## The task
Please rewrite the part of the listing that opens with the line containing "Please trace the outline of every instance of the woman." and runs through the end of the listing, replacing "outline" with "contour" and leaving everything else unchanged.
start
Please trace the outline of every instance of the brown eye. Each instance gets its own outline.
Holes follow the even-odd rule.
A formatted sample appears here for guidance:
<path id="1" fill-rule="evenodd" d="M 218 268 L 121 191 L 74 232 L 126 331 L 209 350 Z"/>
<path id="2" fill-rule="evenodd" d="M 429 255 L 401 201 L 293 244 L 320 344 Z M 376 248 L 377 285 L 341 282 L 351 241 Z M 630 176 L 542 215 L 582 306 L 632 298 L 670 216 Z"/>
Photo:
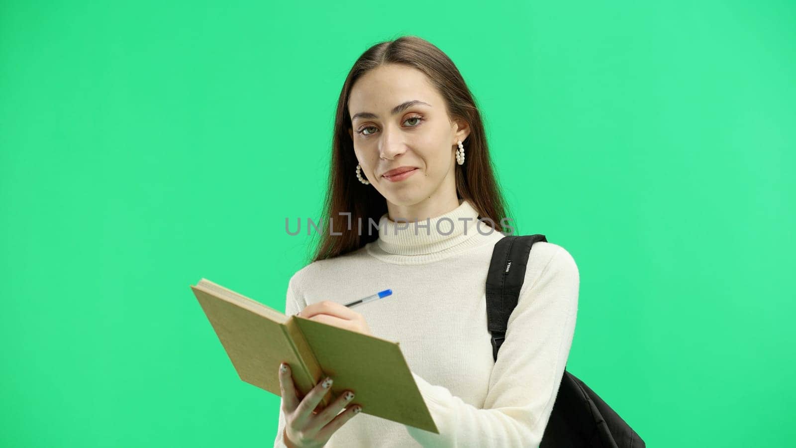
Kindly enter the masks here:
<path id="1" fill-rule="evenodd" d="M 406 120 L 404 123 L 406 123 L 407 121 L 409 121 L 411 120 L 417 120 L 417 124 L 412 125 L 412 128 L 415 128 L 415 127 L 419 125 L 420 122 L 423 121 L 423 119 L 420 118 L 420 117 L 419 117 L 419 116 L 410 116 L 409 118 L 406 119 Z"/>

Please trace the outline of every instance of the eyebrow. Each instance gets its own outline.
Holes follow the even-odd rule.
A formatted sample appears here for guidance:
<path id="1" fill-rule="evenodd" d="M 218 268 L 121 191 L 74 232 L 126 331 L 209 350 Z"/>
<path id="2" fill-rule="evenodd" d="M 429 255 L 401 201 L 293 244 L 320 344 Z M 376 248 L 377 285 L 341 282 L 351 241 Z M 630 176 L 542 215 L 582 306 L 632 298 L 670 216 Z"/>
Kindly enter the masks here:
<path id="1" fill-rule="evenodd" d="M 429 104 L 428 103 L 424 103 L 419 100 L 412 100 L 411 101 L 407 101 L 405 103 L 401 103 L 400 104 L 398 104 L 397 106 L 392 108 L 392 110 L 391 112 L 392 115 L 399 114 L 405 111 L 406 109 L 412 106 L 416 106 L 418 104 L 424 104 L 426 106 L 431 107 L 431 105 Z M 376 114 L 373 112 L 359 112 L 354 114 L 354 116 L 351 117 L 351 121 L 353 121 L 357 118 L 378 118 L 378 116 L 377 116 Z"/>

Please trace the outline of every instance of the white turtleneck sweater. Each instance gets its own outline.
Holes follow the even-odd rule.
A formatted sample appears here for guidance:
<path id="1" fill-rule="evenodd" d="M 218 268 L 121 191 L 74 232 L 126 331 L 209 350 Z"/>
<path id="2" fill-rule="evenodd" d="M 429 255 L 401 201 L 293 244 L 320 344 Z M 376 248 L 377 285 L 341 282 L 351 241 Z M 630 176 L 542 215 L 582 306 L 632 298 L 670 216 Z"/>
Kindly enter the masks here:
<path id="1" fill-rule="evenodd" d="M 438 228 L 443 218 L 450 221 Z M 400 343 L 439 430 L 369 415 L 364 407 L 326 446 L 538 446 L 575 334 L 578 268 L 563 247 L 533 245 L 496 363 L 486 328 L 486 281 L 492 250 L 505 235 L 478 218 L 467 201 L 429 219 L 427 230 L 384 214 L 377 240 L 310 263 L 291 278 L 287 315 L 325 300 L 342 304 L 392 289 L 392 297 L 356 311 L 373 336 Z M 275 446 L 285 446 L 284 426 L 280 411 Z"/>

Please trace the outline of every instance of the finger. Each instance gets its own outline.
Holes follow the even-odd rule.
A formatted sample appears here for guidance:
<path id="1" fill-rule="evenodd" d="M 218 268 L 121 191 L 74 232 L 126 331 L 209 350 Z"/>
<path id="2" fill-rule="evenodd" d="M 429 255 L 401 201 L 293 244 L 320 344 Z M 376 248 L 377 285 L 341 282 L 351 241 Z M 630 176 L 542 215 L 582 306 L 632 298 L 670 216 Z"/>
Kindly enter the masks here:
<path id="1" fill-rule="evenodd" d="M 334 316 L 330 316 L 328 314 L 316 314 L 312 317 L 310 317 L 310 320 L 315 320 L 322 324 L 334 325 L 335 327 L 339 327 L 341 328 L 345 328 L 346 330 L 351 330 L 352 332 L 356 331 L 354 329 L 354 326 L 351 324 L 350 320 L 340 319 L 339 317 L 335 317 Z"/>
<path id="2" fill-rule="evenodd" d="M 326 426 L 327 423 L 332 421 L 332 419 L 334 419 L 335 415 L 339 414 L 343 408 L 351 403 L 351 400 L 353 399 L 353 395 L 354 394 L 351 391 L 344 391 L 334 403 L 330 403 L 323 411 L 313 417 L 313 422 L 317 422 L 319 428 Z"/>
<path id="3" fill-rule="evenodd" d="M 298 406 L 296 407 L 295 414 L 295 420 L 296 424 L 299 426 L 306 426 L 307 422 L 309 422 L 310 415 L 314 409 L 318 407 L 318 403 L 321 403 L 321 399 L 323 395 L 326 395 L 327 392 L 332 387 L 332 379 L 326 377 L 315 387 L 312 388 L 311 391 L 305 396 Z"/>
<path id="4" fill-rule="evenodd" d="M 362 411 L 362 407 L 358 404 L 349 407 L 348 409 L 341 412 L 339 415 L 333 419 L 326 426 L 323 426 L 318 432 L 316 437 L 321 440 L 329 439 L 334 434 L 334 431 L 339 430 L 340 426 L 345 424 L 345 422 L 353 419 L 354 415 L 359 414 L 361 411 Z"/>
<path id="5" fill-rule="evenodd" d="M 344 305 L 333 302 L 331 301 L 322 301 L 308 305 L 306 308 L 301 310 L 298 316 L 299 317 L 309 319 L 316 314 L 328 314 L 330 316 L 334 316 L 339 319 L 345 319 L 347 320 L 356 320 L 362 316 Z"/>
<path id="6" fill-rule="evenodd" d="M 282 410 L 286 415 L 295 411 L 298 406 L 298 397 L 287 363 L 279 364 L 279 391 L 282 393 Z"/>

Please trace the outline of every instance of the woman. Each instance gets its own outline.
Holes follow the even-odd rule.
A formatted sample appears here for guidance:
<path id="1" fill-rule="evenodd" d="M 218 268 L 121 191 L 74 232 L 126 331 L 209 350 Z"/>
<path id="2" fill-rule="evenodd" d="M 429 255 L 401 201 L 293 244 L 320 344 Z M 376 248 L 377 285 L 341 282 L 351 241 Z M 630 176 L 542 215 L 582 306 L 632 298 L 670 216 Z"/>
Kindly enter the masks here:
end
## Problem solution
Please trace the contour of every instance of the woman. Each instance gets its own contour.
Holes follow the even-odd rule.
A formatted sample appears here for guidance:
<path id="1" fill-rule="evenodd" d="M 218 268 L 121 191 L 74 232 L 126 331 L 209 350 Z"/>
<path id="2" fill-rule="evenodd" d="M 429 255 L 401 201 L 293 244 L 320 344 Z M 376 248 L 377 285 L 341 282 L 351 241 Z M 630 176 L 542 215 L 582 306 L 632 298 L 670 216 Z"/>
Kindly enter the masks here:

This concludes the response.